GOAL:
Count the lines in the items below that contain the string "Target", with case counting, and give only that number.

RECORD LIST:
──────────
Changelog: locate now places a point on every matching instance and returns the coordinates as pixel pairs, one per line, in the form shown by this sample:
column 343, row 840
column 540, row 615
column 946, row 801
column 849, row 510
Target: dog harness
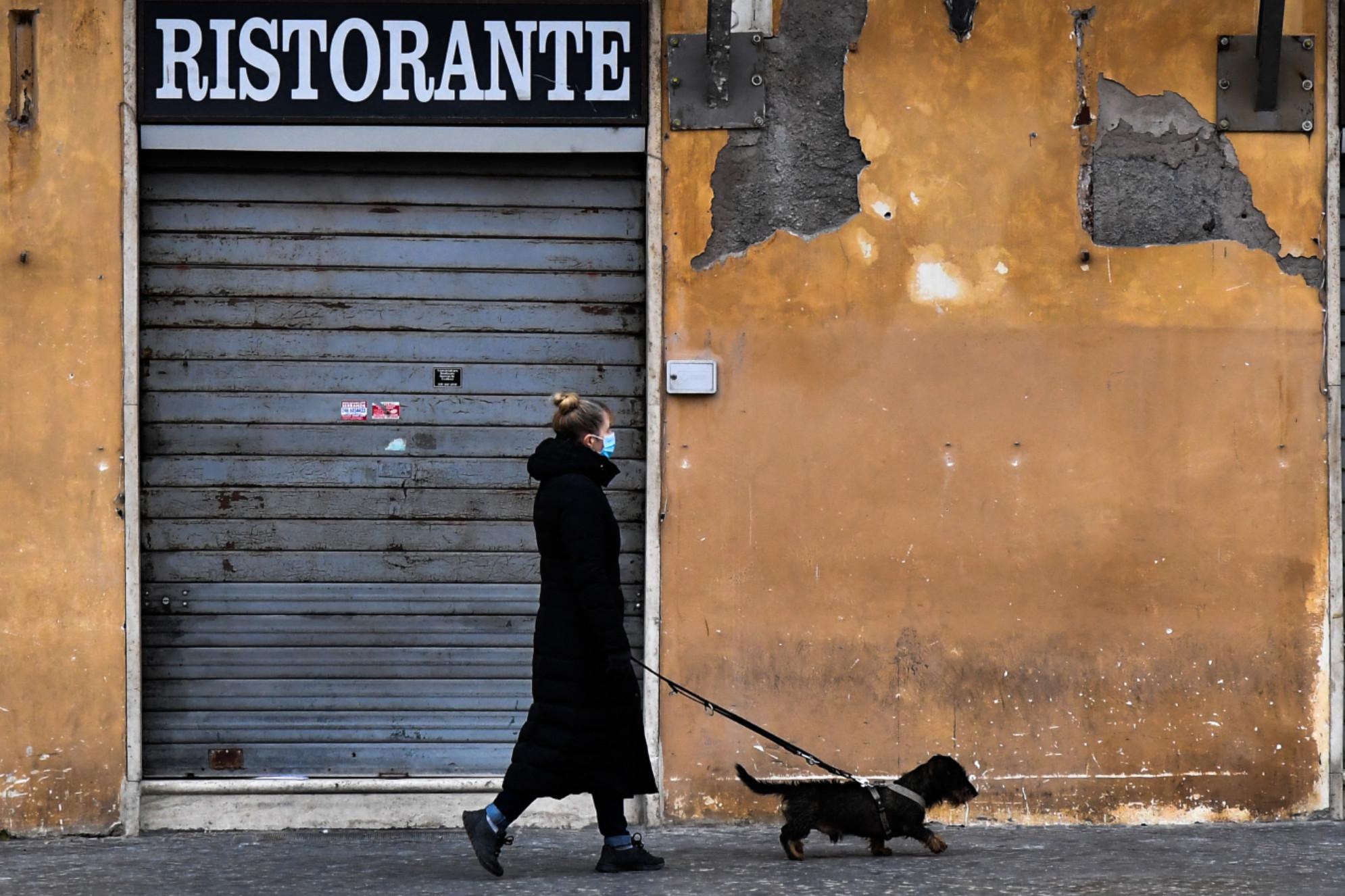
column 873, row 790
──────────
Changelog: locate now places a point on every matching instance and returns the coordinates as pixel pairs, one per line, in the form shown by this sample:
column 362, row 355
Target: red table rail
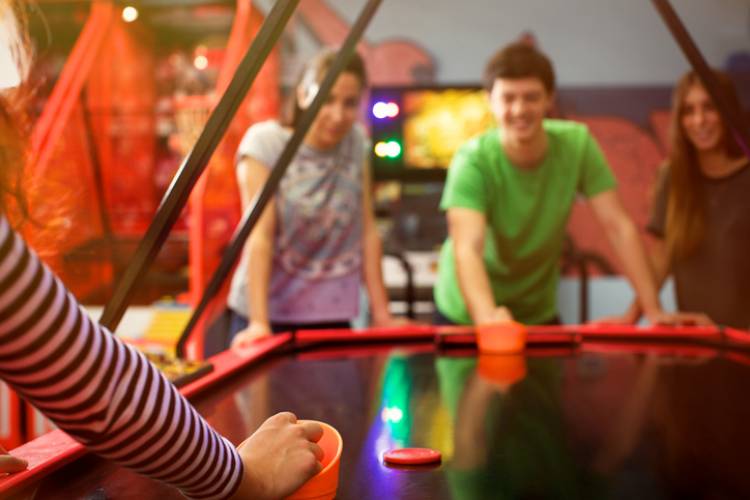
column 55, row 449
──────────
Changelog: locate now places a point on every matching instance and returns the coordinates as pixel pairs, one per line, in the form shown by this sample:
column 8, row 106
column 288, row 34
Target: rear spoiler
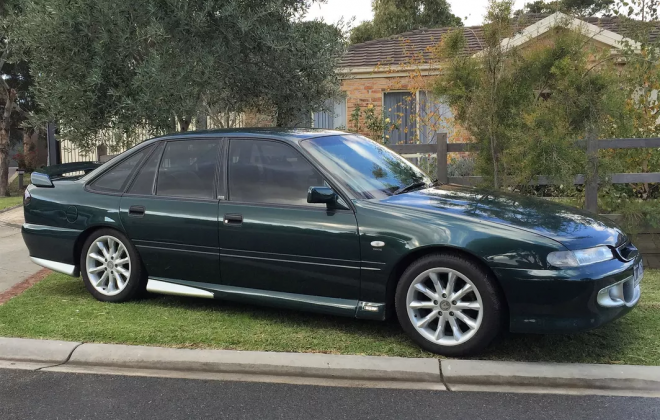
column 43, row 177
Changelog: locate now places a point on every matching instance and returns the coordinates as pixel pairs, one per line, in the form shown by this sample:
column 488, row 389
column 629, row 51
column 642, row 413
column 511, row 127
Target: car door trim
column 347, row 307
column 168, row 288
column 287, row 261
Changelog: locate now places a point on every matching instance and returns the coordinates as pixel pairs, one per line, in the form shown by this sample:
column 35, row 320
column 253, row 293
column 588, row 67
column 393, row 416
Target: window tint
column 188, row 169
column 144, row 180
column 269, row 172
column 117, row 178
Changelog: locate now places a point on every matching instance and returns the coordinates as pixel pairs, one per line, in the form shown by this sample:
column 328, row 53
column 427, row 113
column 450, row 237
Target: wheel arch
──────────
RESPONSE TO THIS EXERCISE:
6